• _本文_
§ §
映画館という巨大テレビに映すべきものは?

テレビドラマを映画化する時に、もとのドラマシリーズからどんな距離感をとればいいのかというのは、作り手側の頭の痛い課題であったはずだ。

大人気のドラマシリーズを映画化する場合、観客に映画館へ足を運ばせるだけの特別感が欠かせないながら、かといって余りに特別すぎていつものテレビドラマらしさが薄れると、その世界観につなぎとめられているファンたちにそっぽを向かれる。このことに対するきっぱりとした解答が、たとえばシネコン普及期の勢いとともに大ヒットを重ねた「踊る大捜査線」の映画化には窺えた。今や社長となった当時の亀山千広プロデューサーが、「踊る~」の映画化にあたって“せっかくの映画だから”といったんは「砂の器」的なシリアスな大作を目指そうとしてやめた・・・という逸話は象徴的だ。

ここで断固“いつものドラマを、そんなに特別のものとしてではなく、いつものようなかたちで大きな画面で見せる”という方向に舵をきったことが、少なくともビジネス的には大正解だったわけである。以後、このシリーズの場合、設定や展開がいくぶんスケールアップしつつも、いつもの視聴者を絶対に逃さない、そのためにはいつものドラマとまるで同じ構えの作品を作るのである、という姿勢に常に振りきっている。
§ §
• _提供資料_
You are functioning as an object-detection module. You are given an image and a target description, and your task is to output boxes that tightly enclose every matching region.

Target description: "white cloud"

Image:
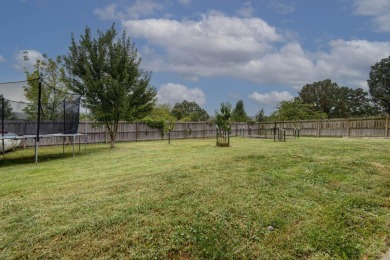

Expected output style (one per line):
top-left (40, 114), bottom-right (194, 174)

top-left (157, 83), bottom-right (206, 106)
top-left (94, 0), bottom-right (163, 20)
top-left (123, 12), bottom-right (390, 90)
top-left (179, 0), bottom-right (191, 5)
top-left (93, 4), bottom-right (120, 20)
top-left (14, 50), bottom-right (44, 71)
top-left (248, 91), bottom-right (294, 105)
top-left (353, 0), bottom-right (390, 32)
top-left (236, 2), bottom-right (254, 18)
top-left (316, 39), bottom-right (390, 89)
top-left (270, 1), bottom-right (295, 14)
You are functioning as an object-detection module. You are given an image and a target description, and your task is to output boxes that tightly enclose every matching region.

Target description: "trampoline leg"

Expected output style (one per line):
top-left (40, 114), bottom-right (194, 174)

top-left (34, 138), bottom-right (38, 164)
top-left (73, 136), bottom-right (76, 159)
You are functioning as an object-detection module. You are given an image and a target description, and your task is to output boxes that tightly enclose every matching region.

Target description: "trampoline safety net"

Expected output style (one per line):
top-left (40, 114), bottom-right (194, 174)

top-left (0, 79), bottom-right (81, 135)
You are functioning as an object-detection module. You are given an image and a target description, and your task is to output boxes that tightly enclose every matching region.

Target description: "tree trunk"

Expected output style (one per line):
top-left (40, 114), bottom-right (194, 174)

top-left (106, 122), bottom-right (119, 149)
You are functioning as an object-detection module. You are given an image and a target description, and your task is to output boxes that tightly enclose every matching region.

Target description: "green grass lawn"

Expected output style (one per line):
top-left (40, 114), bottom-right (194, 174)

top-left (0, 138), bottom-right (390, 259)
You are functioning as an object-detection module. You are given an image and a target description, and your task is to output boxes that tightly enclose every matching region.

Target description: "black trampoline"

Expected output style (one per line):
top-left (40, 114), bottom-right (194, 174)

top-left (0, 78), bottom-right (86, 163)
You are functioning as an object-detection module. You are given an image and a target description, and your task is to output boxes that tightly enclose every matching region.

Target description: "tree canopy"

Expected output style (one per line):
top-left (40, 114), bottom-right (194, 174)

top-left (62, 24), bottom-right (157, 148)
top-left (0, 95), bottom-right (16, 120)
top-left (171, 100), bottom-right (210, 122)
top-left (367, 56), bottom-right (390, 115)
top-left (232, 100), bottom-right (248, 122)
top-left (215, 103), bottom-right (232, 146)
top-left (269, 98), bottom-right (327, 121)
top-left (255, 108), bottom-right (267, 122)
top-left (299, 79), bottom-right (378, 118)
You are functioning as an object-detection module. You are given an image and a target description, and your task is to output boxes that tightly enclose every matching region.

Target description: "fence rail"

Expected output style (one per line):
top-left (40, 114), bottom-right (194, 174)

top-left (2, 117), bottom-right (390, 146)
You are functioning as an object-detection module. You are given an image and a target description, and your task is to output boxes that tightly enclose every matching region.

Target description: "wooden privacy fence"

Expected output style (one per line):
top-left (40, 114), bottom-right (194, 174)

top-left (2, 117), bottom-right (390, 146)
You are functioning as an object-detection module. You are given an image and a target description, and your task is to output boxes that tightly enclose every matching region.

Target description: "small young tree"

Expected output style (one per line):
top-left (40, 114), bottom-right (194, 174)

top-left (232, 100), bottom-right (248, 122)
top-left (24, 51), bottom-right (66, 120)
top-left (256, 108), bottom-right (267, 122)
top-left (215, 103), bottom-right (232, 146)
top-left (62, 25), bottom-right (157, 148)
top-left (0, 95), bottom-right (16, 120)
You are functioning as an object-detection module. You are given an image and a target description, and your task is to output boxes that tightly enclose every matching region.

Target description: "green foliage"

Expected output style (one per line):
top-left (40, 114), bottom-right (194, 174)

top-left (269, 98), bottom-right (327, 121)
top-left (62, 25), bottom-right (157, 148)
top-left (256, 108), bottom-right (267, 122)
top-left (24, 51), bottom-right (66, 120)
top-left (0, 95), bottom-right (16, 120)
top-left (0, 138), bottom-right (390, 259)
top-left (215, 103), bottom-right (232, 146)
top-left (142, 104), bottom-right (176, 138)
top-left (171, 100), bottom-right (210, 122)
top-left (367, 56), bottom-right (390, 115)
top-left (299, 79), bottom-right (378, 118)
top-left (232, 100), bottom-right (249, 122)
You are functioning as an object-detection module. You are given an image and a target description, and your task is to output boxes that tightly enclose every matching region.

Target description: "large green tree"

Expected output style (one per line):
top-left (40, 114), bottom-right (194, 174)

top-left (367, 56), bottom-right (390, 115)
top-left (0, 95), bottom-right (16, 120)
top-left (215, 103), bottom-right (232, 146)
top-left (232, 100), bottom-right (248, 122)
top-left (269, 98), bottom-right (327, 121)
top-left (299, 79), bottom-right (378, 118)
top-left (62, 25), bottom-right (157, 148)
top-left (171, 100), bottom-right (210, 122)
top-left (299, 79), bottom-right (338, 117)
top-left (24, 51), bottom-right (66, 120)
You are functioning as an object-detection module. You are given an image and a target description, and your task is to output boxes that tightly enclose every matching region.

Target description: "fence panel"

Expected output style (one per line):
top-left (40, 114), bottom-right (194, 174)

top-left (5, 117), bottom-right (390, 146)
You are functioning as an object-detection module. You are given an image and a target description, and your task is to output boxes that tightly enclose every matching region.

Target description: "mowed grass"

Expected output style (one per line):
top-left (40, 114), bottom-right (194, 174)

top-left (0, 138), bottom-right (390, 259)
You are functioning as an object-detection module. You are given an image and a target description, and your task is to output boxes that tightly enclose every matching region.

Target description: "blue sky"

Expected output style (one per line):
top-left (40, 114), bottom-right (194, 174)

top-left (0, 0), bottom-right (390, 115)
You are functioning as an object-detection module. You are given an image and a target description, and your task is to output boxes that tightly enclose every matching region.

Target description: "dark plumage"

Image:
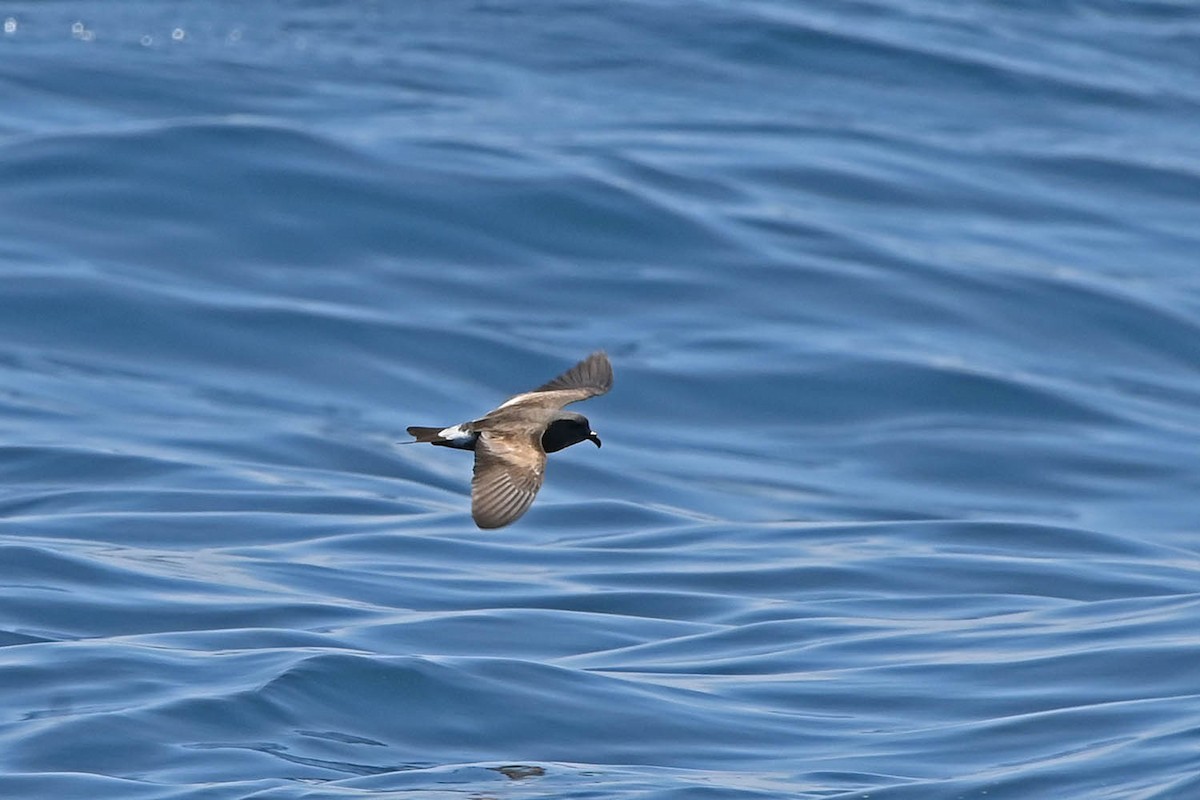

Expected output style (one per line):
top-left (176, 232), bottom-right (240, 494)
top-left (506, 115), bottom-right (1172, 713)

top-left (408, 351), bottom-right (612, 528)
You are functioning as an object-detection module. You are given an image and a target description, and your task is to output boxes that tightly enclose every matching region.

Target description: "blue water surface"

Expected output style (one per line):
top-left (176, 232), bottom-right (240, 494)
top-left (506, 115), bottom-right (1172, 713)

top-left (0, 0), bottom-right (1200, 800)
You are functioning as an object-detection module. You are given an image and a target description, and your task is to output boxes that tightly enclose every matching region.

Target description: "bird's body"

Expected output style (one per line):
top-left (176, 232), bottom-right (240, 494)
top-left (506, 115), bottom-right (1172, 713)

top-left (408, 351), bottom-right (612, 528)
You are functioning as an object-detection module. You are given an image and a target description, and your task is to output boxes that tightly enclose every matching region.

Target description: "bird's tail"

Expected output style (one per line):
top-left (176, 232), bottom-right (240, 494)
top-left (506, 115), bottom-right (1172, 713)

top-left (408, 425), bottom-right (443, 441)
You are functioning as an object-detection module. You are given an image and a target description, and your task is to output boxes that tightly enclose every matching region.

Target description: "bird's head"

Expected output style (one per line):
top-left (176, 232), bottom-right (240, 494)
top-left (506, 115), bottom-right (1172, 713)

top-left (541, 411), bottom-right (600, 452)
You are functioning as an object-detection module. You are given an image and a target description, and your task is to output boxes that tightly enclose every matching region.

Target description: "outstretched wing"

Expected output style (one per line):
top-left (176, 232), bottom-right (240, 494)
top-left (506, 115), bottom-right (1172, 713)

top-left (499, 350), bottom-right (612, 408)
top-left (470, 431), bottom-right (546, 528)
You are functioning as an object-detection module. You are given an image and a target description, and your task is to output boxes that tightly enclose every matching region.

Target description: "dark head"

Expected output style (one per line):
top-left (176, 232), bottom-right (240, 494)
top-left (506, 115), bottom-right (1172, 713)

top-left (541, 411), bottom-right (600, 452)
§ §
• _課題 1_
テレビドラマの映画化を論じた本文によると、亀山千広プロデューサーは「踊る~」の映画化にあたり、最初はどのような作品を目指そうとしたか。
• _課題 2_
テレビドラマの映画化を論じた本文を、最後の文の後から書き進めなさい。
記録はここでは使わない。

• _解答 1_
「砂の器」的なシリアスな大作を目指そうとした。

• _解答 2_
「踊る大捜査線」が初めて映画化された1998年の段階で、ここまで振り切った(割り切ったと言うべきか)というのは、きわめて先見的だったと思う。なぜなら、それから十余年を経て、急速なデジタル化が進んだシネコンでは、スポーツの試合やアーティストのコンサートをライブビューイングすることさえ可能になった。要は、全国の映画館のスクリーンがテレビになったというわけである。ODS(非映画デジタルコンテンツ)などという概念は机上のものと思っていたら、今や若い女子たちはAKBやお笑い芸人のライブを、観劇マダムたちは歌舞伎の舞台の録画を、お金を払って普通に映画館で愉しんでいる。

こんな「映画館は巨大テレビ」という認識があまねく共有された時代にあって、テレビドラマの映画化は”いつものドラマ”の延長にあるイベントであり、映画館はファンたちのオフ会なのだ、という発想は自明のものかもしれない。しかし、「踊る~」が初めて映画化された時分には、なにか映画館で映画版を映すとなると、かなり特別なおめかしやスケールアップをしないと映画とは言えないのではないか、という作り手の心配や貞操感覚があったに違いない。だが、亀山プロデューサーは、きっとその貞操感覚とケンカしつつも、きっぱりと”いつものアレ”を見せて、膨大な観客を呼び寄せた。

「踊る大捜査線」のように「海猿」も、そんな姿勢を踏襲して成功をおさめているわけだが、同じフジテレビのドラマ映画化でも「ガリレオ」の場合だけは明らかに違う方向に打って出ている。つまり、「ガリレオ」映画化の場合は、あくまでテレビとは違う世界観を愉しませるという「特別感」で売っている。映画版の「容疑者Xの献身」は親しみ深い狂言回しとして科学者の湯川がいるにはいてドラマとのなじみを担保しつつ、後は容疑者たちの人間ドラマが全体の主軸になっていたが、「真夏の方程式」の構えもかなりこれを踏襲している。まさかこの映画が前田吟と白竜の映画であるなどとは誰が予想しようか。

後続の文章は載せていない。